→ WORK INSTRUCTIONS
**a.** Copy from the misyar marriage text, starting at the words "A misyar marriage" and ending after "as his housekeeper).".
**b.** According to the misyar marriage text, what does the colloquial word misyar mean?

= Misyar marriage =

Sunni Islam marriage contract

A misyar marriage (نکاح المسيار or زواج المسيار also "traveler" or "day" marriage) is a type of marriage contract allowed by most Sunni Muslims where the wife renounces some Islamic marital rights such as living together, the rights to housing and maintenance money (i.e. financial support or alimony, nafaqa), and where the husband foregoes the right to home-keeping and access (his right to have her act as his housekeeper).

Because the practice relieves the misyar husband of the obligation to support his wife, it is often used in some Islamic countries by men who cannot afford an orthodox marriage, and also to give a legal recognition to behavior that might otherwise be considered adulterous.

Although considered Islamically permissible by many Sunni scholars, the practice is socially stigmatized.

==Etymology and background==
According to Dar al-Ifta al-Misriyyah, the Egyptian Islamic advisory (fatwa) body,
"misyar" is not a formal Arabic word and the etymology of the term "misyar marriage" is not entirely clear. However, it is apparently derived from the colloquial word, misyar, meaning to ‘stop by’ or ‘stay for a short time’, because in a "misyar" marriage a husband does not live with his wife but visits her at brief, irregular intervals.

That source also describes misyar marriage as similar to “day marriage”, a "kind of marriage that prevailed in the past". According to the Islamic scholar al-Kamal Ibn al-Humam, "there is no harm in marrying a woman and spending only the day with her without staying over."

→ GIVEN RECORDS
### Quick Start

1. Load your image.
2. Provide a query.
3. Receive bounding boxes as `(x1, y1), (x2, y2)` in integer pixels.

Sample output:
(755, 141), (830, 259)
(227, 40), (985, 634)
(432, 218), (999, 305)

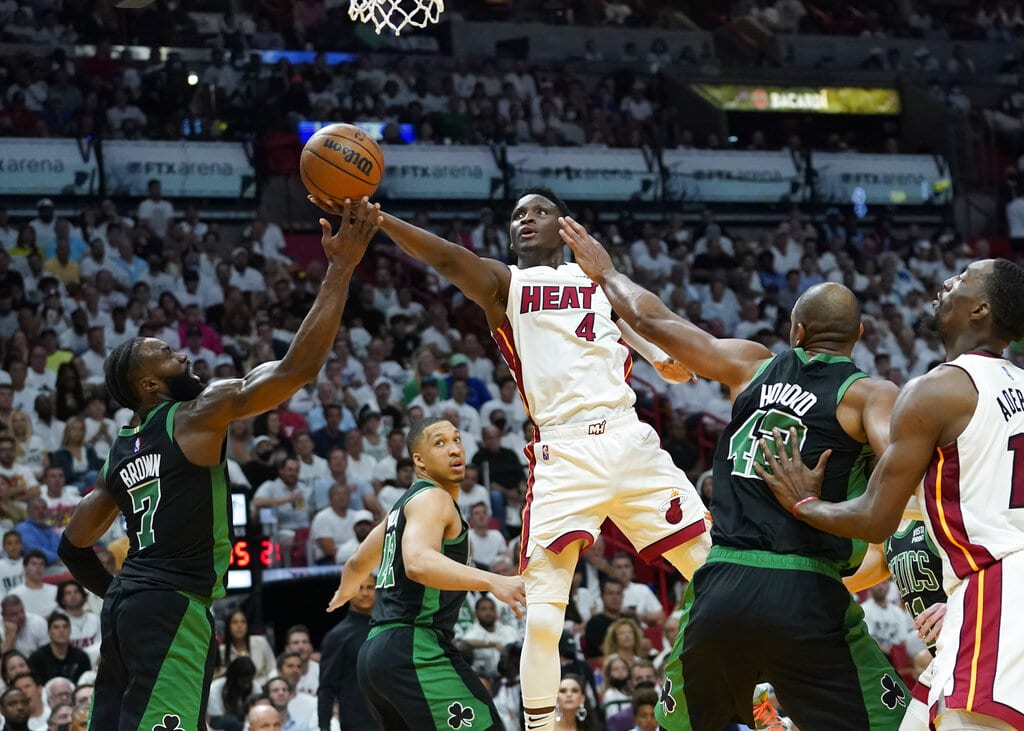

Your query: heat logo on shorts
(657, 490), (683, 525)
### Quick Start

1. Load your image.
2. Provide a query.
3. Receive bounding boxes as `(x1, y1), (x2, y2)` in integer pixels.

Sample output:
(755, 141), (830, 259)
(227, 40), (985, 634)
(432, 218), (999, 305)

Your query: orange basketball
(299, 124), (384, 204)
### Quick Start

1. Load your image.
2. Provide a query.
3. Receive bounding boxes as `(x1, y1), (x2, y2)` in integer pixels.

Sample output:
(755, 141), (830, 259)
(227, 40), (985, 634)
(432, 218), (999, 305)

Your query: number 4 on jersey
(729, 409), (807, 478)
(577, 312), (597, 343)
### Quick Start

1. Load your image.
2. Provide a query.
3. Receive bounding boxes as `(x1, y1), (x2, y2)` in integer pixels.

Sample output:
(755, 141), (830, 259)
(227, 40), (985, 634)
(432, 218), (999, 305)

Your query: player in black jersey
(52, 202), (380, 731)
(328, 419), (526, 731)
(844, 518), (946, 731)
(561, 217), (908, 731)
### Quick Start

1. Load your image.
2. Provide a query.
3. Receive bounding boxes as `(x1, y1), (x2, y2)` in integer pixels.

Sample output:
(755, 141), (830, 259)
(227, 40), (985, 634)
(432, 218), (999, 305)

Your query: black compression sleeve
(57, 534), (114, 597)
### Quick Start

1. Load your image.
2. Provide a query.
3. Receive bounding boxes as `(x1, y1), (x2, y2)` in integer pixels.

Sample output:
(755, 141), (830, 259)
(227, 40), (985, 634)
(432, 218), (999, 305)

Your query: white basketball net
(348, 0), (444, 36)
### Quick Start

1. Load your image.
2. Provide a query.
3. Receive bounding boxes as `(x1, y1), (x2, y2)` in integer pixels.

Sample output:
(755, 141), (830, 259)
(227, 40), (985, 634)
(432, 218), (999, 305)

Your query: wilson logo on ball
(324, 138), (374, 175)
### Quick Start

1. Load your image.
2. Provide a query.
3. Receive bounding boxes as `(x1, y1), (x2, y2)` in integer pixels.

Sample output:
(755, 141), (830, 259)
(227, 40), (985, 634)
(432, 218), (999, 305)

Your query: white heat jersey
(493, 263), (636, 429)
(918, 353), (1024, 595)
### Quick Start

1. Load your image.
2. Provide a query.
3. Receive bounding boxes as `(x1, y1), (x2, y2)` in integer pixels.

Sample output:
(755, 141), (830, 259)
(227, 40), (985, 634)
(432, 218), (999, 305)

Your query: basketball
(299, 124), (384, 204)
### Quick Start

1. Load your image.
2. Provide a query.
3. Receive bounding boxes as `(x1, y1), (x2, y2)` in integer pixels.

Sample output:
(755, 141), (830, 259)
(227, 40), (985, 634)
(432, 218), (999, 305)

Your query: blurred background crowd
(0, 0), (1024, 730)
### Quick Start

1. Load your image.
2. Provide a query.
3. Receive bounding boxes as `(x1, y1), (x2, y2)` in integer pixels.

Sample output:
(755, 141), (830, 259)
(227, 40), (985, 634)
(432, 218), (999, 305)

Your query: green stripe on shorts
(844, 600), (910, 731)
(654, 581), (696, 729)
(413, 627), (492, 729)
(138, 592), (211, 729)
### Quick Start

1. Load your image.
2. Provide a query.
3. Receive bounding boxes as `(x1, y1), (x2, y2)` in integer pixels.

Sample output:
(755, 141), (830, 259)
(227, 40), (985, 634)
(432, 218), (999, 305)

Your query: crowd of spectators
(0, 0), (1024, 730)
(0, 175), (1024, 728)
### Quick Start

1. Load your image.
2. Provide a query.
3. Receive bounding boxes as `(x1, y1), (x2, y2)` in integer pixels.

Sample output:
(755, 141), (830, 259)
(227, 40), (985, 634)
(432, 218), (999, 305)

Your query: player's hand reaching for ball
(314, 197), (384, 267)
(558, 216), (615, 282)
(489, 573), (526, 619)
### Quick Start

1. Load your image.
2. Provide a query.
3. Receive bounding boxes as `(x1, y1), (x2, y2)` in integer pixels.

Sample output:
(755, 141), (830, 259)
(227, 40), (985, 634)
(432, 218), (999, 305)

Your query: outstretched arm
(558, 216), (772, 389)
(309, 196), (511, 328)
(327, 520), (387, 611)
(615, 317), (696, 383)
(755, 369), (962, 543)
(399, 489), (526, 616)
(176, 199), (381, 452)
(57, 475), (121, 597)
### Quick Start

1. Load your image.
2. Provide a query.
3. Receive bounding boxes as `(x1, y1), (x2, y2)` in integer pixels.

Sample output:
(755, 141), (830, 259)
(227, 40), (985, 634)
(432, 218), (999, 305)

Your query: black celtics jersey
(883, 520), (946, 651)
(711, 348), (871, 574)
(371, 478), (469, 637)
(102, 403), (230, 599)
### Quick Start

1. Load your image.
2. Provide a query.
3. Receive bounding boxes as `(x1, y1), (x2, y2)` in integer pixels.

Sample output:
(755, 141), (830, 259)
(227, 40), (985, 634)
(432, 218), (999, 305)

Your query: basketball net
(348, 0), (444, 36)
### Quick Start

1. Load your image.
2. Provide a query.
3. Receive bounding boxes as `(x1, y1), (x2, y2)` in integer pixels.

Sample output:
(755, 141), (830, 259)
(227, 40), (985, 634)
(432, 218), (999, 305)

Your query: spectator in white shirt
(0, 529), (25, 597)
(440, 377), (483, 438)
(469, 497), (508, 569)
(57, 578), (99, 664)
(377, 457), (416, 513)
(252, 457), (310, 566)
(409, 376), (444, 419)
(106, 88), (146, 136)
(0, 594), (50, 657)
(610, 551), (665, 627)
(334, 510), (376, 564)
(456, 462), (490, 522)
(460, 595), (519, 678)
(345, 429), (377, 482)
(292, 429), (331, 495)
(10, 550), (57, 618)
(7, 360), (39, 412)
(85, 396), (118, 459)
(228, 247), (266, 293)
(79, 325), (110, 383)
(285, 625), (319, 698)
(25, 345), (57, 393)
(244, 206), (292, 266)
(309, 484), (360, 566)
(374, 429), (408, 482)
(480, 376), (526, 438)
(420, 303), (462, 355)
(136, 178), (174, 239)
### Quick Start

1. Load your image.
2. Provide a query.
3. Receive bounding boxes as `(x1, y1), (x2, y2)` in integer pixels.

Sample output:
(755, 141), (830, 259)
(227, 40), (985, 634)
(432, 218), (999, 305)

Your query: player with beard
(52, 202), (380, 731)
(756, 259), (1024, 731)
(311, 187), (711, 731)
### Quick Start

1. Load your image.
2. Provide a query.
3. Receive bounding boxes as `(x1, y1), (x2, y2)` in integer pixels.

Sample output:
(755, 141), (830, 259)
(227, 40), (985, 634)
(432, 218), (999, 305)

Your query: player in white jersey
(758, 259), (1024, 731)
(310, 188), (711, 731)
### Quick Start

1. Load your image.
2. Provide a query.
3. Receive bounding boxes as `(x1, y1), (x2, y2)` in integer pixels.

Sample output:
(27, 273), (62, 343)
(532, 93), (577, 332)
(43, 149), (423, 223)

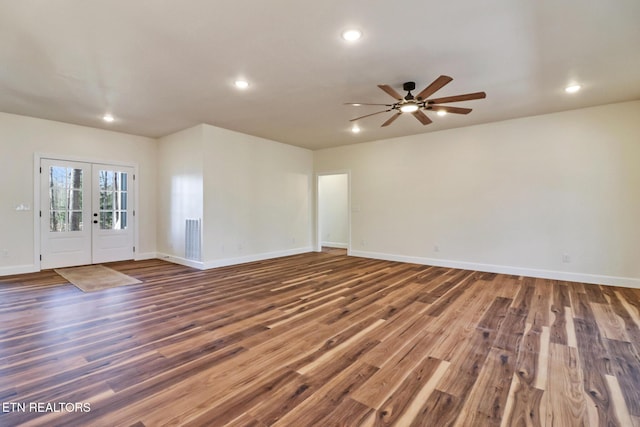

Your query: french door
(40, 159), (134, 269)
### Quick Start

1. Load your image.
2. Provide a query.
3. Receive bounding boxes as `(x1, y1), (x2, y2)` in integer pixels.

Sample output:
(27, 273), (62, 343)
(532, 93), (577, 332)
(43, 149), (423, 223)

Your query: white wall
(0, 113), (156, 275)
(157, 125), (205, 263)
(318, 174), (349, 248)
(203, 125), (313, 267)
(315, 101), (640, 286)
(158, 125), (313, 268)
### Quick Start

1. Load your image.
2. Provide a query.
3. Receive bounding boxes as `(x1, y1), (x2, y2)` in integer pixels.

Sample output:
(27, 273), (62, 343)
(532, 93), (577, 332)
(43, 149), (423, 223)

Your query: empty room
(0, 0), (640, 427)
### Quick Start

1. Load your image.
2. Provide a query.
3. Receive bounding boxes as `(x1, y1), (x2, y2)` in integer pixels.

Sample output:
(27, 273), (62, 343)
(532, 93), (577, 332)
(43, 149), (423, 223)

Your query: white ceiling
(0, 0), (640, 149)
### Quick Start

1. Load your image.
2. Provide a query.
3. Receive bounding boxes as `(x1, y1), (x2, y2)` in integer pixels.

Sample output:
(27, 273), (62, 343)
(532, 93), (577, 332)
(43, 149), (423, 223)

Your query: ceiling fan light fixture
(400, 102), (420, 113)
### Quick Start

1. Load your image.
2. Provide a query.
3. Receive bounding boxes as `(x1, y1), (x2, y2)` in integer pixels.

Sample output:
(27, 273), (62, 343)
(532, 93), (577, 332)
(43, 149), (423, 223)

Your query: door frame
(315, 169), (351, 255)
(33, 152), (140, 271)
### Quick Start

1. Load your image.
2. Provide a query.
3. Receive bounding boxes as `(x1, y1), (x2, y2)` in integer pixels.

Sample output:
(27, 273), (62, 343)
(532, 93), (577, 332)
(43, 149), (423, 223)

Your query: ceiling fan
(345, 76), (487, 127)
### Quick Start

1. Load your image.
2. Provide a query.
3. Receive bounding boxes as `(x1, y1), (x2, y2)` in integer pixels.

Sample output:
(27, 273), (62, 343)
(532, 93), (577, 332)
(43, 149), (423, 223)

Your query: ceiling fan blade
(425, 105), (472, 114)
(411, 110), (431, 125)
(427, 92), (487, 104)
(380, 113), (402, 127)
(344, 102), (393, 107)
(416, 76), (453, 100)
(349, 108), (391, 122)
(378, 85), (404, 101)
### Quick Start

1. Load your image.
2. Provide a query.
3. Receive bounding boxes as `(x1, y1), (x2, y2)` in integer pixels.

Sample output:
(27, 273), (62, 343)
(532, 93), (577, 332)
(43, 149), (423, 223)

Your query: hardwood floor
(0, 253), (640, 427)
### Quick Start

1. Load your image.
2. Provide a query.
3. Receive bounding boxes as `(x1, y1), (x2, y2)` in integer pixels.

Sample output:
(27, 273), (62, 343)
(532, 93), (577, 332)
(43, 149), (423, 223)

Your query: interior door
(92, 164), (134, 264)
(40, 159), (91, 268)
(40, 159), (134, 269)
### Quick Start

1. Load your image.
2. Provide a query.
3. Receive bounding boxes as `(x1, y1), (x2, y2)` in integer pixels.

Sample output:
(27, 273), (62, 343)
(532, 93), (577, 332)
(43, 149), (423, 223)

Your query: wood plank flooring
(0, 252), (640, 427)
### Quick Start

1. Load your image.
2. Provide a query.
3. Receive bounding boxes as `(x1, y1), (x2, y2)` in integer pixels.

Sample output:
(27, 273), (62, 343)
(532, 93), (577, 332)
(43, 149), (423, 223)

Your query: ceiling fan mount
(347, 76), (487, 127)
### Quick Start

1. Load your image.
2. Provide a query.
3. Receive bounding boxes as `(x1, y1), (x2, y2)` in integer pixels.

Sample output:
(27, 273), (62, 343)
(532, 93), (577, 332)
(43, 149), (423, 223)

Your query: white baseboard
(156, 246), (313, 270)
(133, 252), (160, 261)
(349, 250), (640, 288)
(156, 253), (205, 270)
(322, 242), (349, 249)
(0, 264), (40, 276)
(204, 246), (313, 269)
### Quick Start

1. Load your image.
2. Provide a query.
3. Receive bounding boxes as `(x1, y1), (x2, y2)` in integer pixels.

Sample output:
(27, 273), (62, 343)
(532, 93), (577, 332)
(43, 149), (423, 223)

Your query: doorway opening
(39, 158), (135, 269)
(316, 172), (351, 255)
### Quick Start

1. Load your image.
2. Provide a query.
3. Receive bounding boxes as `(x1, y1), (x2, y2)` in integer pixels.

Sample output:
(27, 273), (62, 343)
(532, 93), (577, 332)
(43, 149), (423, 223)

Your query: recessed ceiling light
(233, 80), (249, 89)
(564, 85), (582, 93)
(342, 30), (362, 42)
(400, 102), (420, 113)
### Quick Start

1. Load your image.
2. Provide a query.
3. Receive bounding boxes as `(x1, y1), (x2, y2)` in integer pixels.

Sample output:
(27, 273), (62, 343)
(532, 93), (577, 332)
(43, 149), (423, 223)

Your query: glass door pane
(98, 170), (128, 230)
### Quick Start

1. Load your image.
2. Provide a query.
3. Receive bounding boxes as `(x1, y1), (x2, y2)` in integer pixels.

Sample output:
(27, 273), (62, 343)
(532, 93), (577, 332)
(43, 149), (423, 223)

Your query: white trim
(33, 152), (139, 271)
(349, 251), (640, 289)
(0, 264), (40, 276)
(322, 242), (349, 249)
(204, 246), (313, 270)
(133, 252), (160, 261)
(156, 246), (313, 270)
(156, 253), (205, 270)
(313, 169), (351, 252)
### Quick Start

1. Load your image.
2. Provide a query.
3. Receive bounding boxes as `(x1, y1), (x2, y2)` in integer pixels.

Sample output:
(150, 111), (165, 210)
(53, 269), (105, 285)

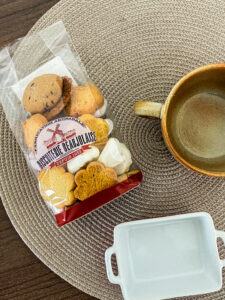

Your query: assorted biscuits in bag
(0, 23), (142, 226)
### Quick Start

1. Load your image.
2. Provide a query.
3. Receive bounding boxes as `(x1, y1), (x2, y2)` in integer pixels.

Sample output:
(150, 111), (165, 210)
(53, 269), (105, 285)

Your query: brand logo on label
(34, 117), (96, 169)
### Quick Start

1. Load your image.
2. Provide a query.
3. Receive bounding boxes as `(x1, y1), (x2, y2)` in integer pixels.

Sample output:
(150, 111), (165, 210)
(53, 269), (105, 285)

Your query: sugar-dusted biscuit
(88, 83), (104, 108)
(78, 114), (109, 149)
(74, 162), (117, 201)
(38, 167), (75, 208)
(22, 114), (48, 151)
(98, 138), (132, 175)
(67, 146), (100, 173)
(66, 86), (98, 118)
(44, 76), (72, 120)
(23, 74), (63, 113)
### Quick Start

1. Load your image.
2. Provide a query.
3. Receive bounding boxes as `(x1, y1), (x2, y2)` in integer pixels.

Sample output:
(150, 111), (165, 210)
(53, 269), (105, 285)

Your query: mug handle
(105, 247), (120, 284)
(134, 101), (164, 119)
(216, 230), (225, 267)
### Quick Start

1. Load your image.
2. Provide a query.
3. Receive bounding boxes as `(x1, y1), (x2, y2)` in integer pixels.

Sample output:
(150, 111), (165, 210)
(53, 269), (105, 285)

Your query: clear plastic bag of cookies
(0, 21), (142, 226)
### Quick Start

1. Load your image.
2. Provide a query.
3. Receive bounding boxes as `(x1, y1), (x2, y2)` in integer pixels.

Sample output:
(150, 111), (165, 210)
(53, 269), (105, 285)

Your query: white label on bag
(34, 117), (96, 169)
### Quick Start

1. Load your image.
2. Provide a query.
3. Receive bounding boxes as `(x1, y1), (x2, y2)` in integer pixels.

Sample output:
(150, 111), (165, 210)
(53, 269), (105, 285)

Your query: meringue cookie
(67, 146), (100, 173)
(98, 138), (132, 175)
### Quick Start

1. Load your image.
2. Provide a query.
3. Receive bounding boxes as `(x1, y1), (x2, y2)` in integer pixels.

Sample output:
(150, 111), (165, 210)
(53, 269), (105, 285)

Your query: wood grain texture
(0, 0), (96, 300)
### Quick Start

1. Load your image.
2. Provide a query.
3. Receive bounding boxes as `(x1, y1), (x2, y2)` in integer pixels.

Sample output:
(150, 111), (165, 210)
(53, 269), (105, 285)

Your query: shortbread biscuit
(74, 162), (117, 201)
(38, 167), (75, 208)
(78, 114), (109, 148)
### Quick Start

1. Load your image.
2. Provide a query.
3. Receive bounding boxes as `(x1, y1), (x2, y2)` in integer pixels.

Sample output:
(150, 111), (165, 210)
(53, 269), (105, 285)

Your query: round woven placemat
(0, 0), (225, 300)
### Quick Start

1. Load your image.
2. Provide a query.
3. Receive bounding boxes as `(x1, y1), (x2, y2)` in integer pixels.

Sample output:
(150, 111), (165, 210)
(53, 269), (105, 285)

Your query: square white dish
(105, 213), (225, 300)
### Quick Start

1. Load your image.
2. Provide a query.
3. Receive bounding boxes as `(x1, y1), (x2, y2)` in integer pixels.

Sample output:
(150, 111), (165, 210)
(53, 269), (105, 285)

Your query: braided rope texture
(0, 0), (225, 300)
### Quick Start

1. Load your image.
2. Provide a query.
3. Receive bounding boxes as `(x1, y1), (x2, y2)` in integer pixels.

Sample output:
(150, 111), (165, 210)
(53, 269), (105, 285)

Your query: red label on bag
(34, 117), (96, 169)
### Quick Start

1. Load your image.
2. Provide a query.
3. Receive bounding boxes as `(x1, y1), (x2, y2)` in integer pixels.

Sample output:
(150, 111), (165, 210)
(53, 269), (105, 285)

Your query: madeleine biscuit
(23, 74), (63, 114)
(22, 114), (48, 151)
(38, 167), (75, 209)
(74, 162), (117, 201)
(78, 114), (109, 149)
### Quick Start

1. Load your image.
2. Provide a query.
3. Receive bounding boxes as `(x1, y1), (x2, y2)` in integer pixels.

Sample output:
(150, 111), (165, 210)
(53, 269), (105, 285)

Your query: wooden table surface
(0, 0), (96, 300)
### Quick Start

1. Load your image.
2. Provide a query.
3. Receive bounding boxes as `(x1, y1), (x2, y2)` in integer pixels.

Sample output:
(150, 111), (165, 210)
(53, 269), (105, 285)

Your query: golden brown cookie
(66, 86), (98, 118)
(22, 114), (48, 151)
(88, 83), (104, 108)
(23, 74), (63, 113)
(44, 76), (72, 120)
(74, 162), (117, 201)
(38, 167), (75, 208)
(78, 114), (109, 148)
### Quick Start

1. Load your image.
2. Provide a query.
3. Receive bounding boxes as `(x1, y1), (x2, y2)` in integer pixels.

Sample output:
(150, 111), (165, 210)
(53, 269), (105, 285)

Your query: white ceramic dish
(105, 213), (225, 300)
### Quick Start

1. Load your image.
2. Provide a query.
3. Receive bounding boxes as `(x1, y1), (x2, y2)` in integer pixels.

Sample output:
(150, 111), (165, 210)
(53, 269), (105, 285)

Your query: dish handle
(216, 230), (225, 267)
(105, 247), (120, 284)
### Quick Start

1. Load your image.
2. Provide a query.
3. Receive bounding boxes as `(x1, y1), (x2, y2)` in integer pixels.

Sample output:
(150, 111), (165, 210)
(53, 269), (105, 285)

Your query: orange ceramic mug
(135, 64), (225, 177)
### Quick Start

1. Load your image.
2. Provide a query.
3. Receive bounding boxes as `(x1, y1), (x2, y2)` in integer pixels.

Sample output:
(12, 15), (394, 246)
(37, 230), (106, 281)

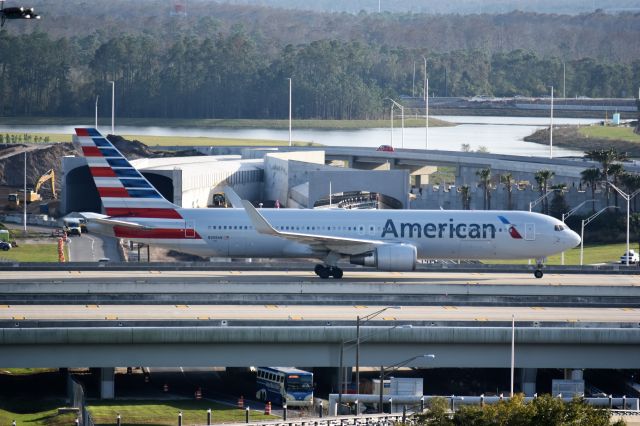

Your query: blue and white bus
(256, 367), (313, 407)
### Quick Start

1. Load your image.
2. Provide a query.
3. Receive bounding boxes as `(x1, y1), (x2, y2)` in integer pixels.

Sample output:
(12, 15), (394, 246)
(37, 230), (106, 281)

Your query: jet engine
(349, 244), (418, 272)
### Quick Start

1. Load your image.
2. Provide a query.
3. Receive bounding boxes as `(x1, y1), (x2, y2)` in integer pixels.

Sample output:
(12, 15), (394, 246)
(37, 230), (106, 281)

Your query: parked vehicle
(620, 250), (640, 264)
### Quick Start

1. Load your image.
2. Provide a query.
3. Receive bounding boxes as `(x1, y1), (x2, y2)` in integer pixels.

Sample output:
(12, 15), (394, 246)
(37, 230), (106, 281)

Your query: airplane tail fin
(76, 128), (182, 219)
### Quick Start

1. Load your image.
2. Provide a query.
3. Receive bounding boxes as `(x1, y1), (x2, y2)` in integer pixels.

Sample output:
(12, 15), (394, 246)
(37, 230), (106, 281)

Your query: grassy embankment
(524, 125), (640, 157)
(88, 400), (276, 426)
(0, 118), (452, 146)
(490, 241), (638, 265)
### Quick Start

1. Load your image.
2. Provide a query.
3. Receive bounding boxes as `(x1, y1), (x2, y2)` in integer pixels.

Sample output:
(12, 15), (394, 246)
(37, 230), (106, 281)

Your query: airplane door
(184, 220), (196, 238)
(524, 223), (536, 241)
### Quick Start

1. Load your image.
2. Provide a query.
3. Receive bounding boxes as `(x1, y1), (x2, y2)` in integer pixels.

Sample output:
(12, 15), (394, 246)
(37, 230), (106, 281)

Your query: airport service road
(0, 267), (640, 308)
(0, 305), (640, 325)
(0, 270), (640, 287)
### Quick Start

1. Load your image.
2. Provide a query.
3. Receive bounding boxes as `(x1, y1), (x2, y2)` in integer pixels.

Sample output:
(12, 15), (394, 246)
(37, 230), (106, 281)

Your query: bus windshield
(285, 374), (313, 392)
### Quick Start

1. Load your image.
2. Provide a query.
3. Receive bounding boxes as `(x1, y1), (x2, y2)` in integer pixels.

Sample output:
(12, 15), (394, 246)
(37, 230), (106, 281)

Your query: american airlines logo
(381, 217), (498, 240)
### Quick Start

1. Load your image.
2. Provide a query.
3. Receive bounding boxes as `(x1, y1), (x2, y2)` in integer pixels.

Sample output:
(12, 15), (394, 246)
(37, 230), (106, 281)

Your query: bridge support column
(520, 368), (538, 396)
(100, 367), (116, 399)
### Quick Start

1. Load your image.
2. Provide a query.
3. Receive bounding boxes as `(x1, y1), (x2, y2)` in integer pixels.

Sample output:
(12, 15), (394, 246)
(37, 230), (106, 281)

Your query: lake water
(0, 116), (598, 157)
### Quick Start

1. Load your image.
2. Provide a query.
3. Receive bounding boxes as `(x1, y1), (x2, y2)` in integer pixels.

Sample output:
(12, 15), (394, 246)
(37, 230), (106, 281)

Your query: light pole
(580, 206), (616, 266)
(387, 98), (404, 148)
(356, 306), (400, 393)
(22, 151), (27, 236)
(529, 189), (560, 212)
(549, 86), (553, 159)
(378, 354), (436, 414)
(510, 314), (516, 398)
(338, 320), (402, 407)
(606, 181), (640, 266)
(287, 77), (292, 146)
(109, 81), (116, 135)
(96, 95), (100, 129)
(422, 56), (429, 149)
(560, 200), (595, 265)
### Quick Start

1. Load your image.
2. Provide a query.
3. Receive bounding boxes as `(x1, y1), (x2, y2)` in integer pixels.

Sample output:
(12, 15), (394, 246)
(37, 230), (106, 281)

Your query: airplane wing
(242, 200), (380, 255)
(79, 212), (153, 229)
(222, 186), (242, 209)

→ ANSWERS FOR THE TASKS
**a.**
A misyar marriage (نکاح المسيار or زواج المسيار also "traveler" or "day" marriage) is a type of marriage contract allowed by most Sunni Muslims where the wife renounces some Islamic marital rights such as living together, the rights to housing and maintenance money (i.e. financial support or alimony, nafaqa), and where the husband foregoes the right to home-keeping and access (his right to have her act as his housekeeper).

**b.** To "stop by" or "stay for a short time."